__Written task__
Revise the part of the material that opens with the line containing "the pink fabric." and closes with the line containing "Target: pink fabric" by replacing "pink fabric" with "pink cloth" and leaving all else unchanged. Give only those lines.

__Given records__
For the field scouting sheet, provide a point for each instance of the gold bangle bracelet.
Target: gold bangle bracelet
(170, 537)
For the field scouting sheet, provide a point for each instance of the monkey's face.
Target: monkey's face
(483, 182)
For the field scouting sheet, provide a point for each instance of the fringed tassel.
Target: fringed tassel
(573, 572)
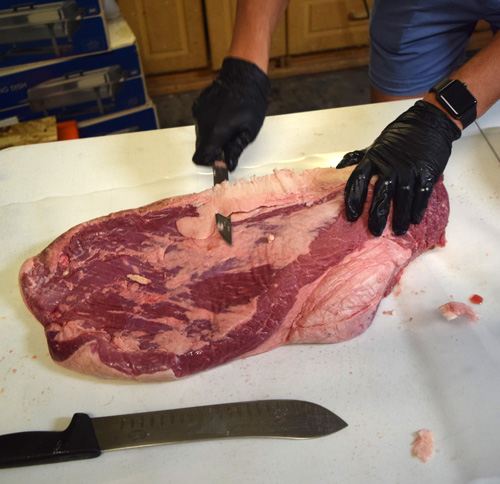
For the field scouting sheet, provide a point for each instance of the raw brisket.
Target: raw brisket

--

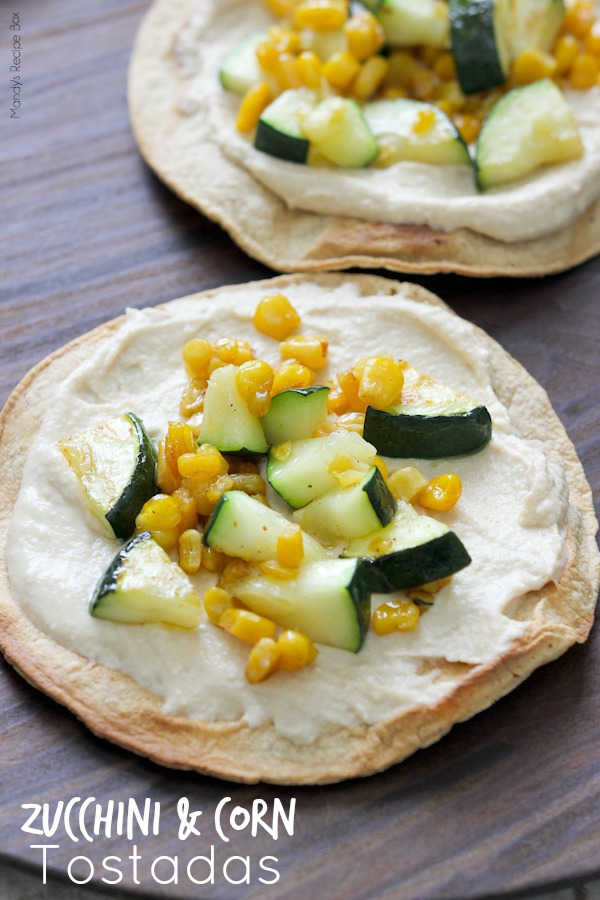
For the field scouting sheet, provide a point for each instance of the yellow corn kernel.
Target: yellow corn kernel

--

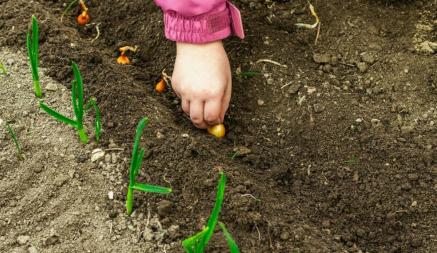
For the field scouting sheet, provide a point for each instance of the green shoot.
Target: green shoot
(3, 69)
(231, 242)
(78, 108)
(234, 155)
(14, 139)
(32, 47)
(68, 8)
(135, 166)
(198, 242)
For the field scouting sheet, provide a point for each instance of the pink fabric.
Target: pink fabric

__Result of the exercise__
For the field scouting sheet, provide a point for each instance of the pink cloth.
Target: pink cloth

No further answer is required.